══ EXCERPT PROVIDED ══

Synonym : Cockerellia nivea  (Davidson) A.Löve & D.Löve (1985)


Distribution : Western USA (California), Mexico (Northern Baja California); quartzite soil on north slopes, 1500 -3000 m.



Description (according to 't Hart & Bleij in IHSP, 2003) :


Glabrous perennial herbs with tuberous tufted roots and repent branched frutescent primary stems, which produce rosettes.


Leaves alternate, obovate to oblanceolate, rounded or obtuse, papillose, tip bluntly submucronate, subterete, sessile, 6 - 10 x 2,2 - 4,2 mm, dark green to yellow-green, speckled with red.


Inflorescences : Flowering branches erect or ascending, ± 2,5 cm, inflorescences cymes with 1 - 3 branches, bracts leaf-like but smaller, pedicels to 1 mm.


FIowers 5- (to 8-) merous, sepals basally free, very unequal, lanceolate, oblong-lanceolate or oblanceolate-elliptic, acute to obtuse, sometimes papillose, 4,4 - 7,2 x 1,2 - 1,7 mm, divergent or suberect, petals basally slightly connate, lanceolate, acute, with a mucronate appendage, white, streaked with pink, ± 7 mm, basal 1/3 erect, then widely divergent, frequently forked, filaments white, streaked with red, anthers dark red.


Cytology : 2n = 32, ±128



Ray Stephenson (Sedum, Cultivated Stonecrops, 1994, pp 203 - 204) :


Sedum niveum is difficult to grow. It has never been happy in cultivation in Northumberland, but at least one continental botanic garden grows it. Plants may be in cultivation in the United States, but I know of no enthusiast there who claims to grow the species. Like S. debile and S. borschii, S. niveum is a diminutive alpine, but its white flowers immediately distinguish it from the other two species. From a fleshy rootstock, tiny rosettes form, each with alternate flat, fairly pointed leaves that elongate, and from creeping stems, short inflorescences rise with rounder leaves (Leaf shapes, fig. 5i). Plants rarely attain 5 cm (2 in) in height when in flower, and at other times are almost level with the ground. Closely related to, and vegetatively somewhat similar to S. cockerellii, S. niveum does not die back completely in winter.

═══
══ LISTED ENTRIES ══

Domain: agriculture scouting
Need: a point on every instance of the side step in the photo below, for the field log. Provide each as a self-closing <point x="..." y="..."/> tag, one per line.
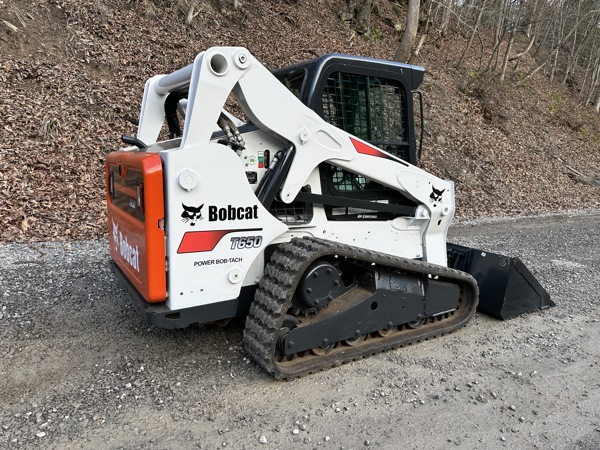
<point x="507" y="288"/>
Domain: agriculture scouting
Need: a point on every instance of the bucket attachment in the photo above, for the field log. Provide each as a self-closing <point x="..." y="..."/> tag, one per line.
<point x="507" y="288"/>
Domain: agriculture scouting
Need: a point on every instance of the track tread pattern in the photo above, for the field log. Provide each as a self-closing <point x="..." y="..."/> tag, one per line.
<point x="277" y="286"/>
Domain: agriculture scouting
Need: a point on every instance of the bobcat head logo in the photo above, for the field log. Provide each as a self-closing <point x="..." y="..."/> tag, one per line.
<point x="436" y="194"/>
<point x="191" y="214"/>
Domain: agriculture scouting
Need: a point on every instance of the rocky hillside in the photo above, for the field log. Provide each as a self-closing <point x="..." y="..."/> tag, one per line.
<point x="72" y="73"/>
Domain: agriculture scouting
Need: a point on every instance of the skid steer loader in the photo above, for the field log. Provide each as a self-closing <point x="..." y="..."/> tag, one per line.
<point x="293" y="198"/>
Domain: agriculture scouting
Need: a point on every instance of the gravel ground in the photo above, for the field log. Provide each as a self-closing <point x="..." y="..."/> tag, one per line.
<point x="79" y="369"/>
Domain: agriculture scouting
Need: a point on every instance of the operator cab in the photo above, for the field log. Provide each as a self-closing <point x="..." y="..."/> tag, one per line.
<point x="368" y="98"/>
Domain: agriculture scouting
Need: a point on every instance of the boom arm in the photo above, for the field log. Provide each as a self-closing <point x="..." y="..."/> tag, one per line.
<point x="220" y="71"/>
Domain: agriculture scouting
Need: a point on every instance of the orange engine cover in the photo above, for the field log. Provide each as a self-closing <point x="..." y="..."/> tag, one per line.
<point x="134" y="186"/>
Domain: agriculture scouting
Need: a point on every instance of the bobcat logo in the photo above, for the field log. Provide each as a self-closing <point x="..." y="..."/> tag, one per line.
<point x="191" y="214"/>
<point x="436" y="194"/>
<point x="116" y="235"/>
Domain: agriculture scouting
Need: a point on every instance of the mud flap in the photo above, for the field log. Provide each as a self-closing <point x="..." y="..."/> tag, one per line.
<point x="507" y="288"/>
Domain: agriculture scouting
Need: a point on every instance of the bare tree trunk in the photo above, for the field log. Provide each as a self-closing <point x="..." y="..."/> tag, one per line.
<point x="470" y="41"/>
<point x="447" y="6"/>
<point x="572" y="50"/>
<point x="511" y="40"/>
<point x="410" y="32"/>
<point x="424" y="34"/>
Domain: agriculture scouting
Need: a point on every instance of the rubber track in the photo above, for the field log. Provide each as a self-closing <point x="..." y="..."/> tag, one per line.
<point x="277" y="286"/>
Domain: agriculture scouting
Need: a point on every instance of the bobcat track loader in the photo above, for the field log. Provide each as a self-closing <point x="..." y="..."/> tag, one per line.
<point x="308" y="215"/>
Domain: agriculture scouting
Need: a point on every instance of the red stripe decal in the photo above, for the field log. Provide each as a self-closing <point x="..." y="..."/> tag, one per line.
<point x="201" y="241"/>
<point x="366" y="149"/>
<point x="205" y="241"/>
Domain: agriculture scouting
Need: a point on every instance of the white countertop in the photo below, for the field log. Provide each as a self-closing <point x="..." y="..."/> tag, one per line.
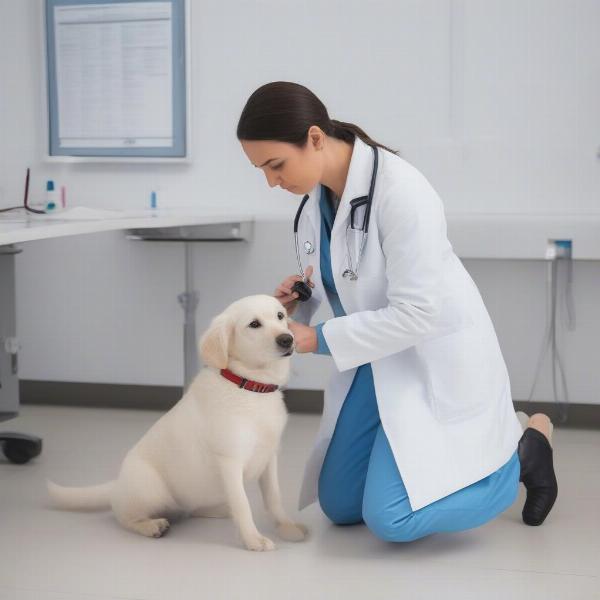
<point x="486" y="236"/>
<point x="17" y="226"/>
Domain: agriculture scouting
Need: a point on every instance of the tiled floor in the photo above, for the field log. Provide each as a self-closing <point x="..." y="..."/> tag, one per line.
<point x="55" y="555"/>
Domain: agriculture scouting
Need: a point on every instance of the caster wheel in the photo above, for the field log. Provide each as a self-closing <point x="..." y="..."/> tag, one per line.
<point x="19" y="448"/>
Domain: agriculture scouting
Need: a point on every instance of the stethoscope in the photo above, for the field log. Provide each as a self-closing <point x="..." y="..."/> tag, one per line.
<point x="303" y="289"/>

═══

Carry on the Sedum niveum excerpt from its last sentence.

Habitat : This stonecrop is a true alpine from inland ranges of southern California, New York, San Bernadino, and Santa Rosa Mountains. Colonies in Baja California, Mexico, are at elevations of up to almost 3000 m (10 000 ft) on quartz and in fairly moist, north-facing, shady rock ledges.


Main points of distinction : The extremely diminutive nature of flat-leaved, glabrous-green rosettes rising from creeping stems on tuberous roots makes identification fairly straightforward. Short inflorescences of white flowers with petals splashed red complete a unique combination of features. Orthocarpic flowers are stellate, but petals are slightly fused and erect at the base. Sepals are unequal.


Variation : Clausen (1975) reported that freak flowers are commonly encountered with forked or extra petals and stamens. Disjunct sites have cytological variations. Uhl (1985) reported n = 16 for U.S. plants, but n = 64 (octoploids) for Mexican plants. Despite the 200-km (100-mi) dislocation in the range of this species, Clausen (1981) claimed there were only small genetic differences both within and between populations.


Horticulture : This species dislikes sunny greenhouse conditions and wet summer periods. It appears to need special attention, so it is a real challenge to alpine specialists. Its diminutive nature makes it potentially desirable.

Sedum niveum, an extremely diminutive alpine, produces flat-leaved, glabrous-green rosettes on creeping stems.